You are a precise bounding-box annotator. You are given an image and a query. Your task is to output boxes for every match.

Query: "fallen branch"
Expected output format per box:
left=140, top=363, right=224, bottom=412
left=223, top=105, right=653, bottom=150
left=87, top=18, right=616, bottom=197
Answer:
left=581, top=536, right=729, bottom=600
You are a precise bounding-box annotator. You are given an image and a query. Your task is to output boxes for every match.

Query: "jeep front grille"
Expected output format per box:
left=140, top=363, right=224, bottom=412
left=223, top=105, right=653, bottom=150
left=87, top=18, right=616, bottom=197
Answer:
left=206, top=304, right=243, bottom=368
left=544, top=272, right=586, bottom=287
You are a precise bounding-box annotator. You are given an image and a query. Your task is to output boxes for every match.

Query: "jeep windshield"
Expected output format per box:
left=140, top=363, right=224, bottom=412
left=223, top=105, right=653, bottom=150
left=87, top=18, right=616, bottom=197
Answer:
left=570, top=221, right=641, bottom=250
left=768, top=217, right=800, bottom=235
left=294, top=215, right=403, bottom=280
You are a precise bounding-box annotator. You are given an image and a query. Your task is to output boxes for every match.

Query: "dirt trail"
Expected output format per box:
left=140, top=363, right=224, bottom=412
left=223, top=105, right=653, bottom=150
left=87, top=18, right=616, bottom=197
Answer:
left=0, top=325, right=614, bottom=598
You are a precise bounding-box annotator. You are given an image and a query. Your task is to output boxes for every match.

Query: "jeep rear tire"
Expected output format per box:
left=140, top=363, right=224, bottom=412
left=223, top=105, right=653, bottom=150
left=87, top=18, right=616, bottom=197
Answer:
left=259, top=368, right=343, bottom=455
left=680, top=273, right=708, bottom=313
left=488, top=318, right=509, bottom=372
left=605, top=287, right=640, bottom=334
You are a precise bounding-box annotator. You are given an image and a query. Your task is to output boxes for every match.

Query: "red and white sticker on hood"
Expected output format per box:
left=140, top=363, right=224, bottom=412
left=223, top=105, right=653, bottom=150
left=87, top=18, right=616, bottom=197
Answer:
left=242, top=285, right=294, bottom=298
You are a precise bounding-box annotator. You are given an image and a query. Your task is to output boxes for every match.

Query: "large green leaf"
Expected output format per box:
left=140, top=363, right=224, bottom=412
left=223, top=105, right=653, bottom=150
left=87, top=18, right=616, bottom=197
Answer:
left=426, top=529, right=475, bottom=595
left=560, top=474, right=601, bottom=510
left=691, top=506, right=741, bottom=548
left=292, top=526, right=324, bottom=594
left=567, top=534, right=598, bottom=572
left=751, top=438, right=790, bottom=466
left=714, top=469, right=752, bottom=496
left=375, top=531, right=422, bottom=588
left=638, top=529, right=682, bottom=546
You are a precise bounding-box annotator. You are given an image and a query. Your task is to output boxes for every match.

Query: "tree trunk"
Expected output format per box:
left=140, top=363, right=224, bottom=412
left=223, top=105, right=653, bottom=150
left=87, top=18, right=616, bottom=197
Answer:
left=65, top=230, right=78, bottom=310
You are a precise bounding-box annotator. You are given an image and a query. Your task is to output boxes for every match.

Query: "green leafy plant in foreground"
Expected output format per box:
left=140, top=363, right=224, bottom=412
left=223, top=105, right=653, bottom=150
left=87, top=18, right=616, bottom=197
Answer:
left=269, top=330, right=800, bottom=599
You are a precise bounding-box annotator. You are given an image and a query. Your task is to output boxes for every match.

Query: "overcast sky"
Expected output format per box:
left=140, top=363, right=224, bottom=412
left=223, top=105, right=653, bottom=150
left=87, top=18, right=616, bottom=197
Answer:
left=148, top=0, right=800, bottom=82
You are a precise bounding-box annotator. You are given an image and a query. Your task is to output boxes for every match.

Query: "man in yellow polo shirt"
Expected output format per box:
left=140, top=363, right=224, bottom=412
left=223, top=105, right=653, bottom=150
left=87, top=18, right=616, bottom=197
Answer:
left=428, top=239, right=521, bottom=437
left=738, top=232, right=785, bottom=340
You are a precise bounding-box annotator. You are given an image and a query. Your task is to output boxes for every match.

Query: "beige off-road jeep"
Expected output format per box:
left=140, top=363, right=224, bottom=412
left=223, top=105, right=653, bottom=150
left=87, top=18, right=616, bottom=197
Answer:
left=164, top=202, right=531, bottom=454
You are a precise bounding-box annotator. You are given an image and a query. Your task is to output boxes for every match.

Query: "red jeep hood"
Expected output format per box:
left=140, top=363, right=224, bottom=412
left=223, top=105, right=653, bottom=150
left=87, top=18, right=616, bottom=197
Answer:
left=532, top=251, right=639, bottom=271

- - - -

What you are asked to do: Among the records above, which lines hold the word "hood"? Copy each one.

Task result:
Query: "red and white sticker on hood"
Query: "red jeep hood"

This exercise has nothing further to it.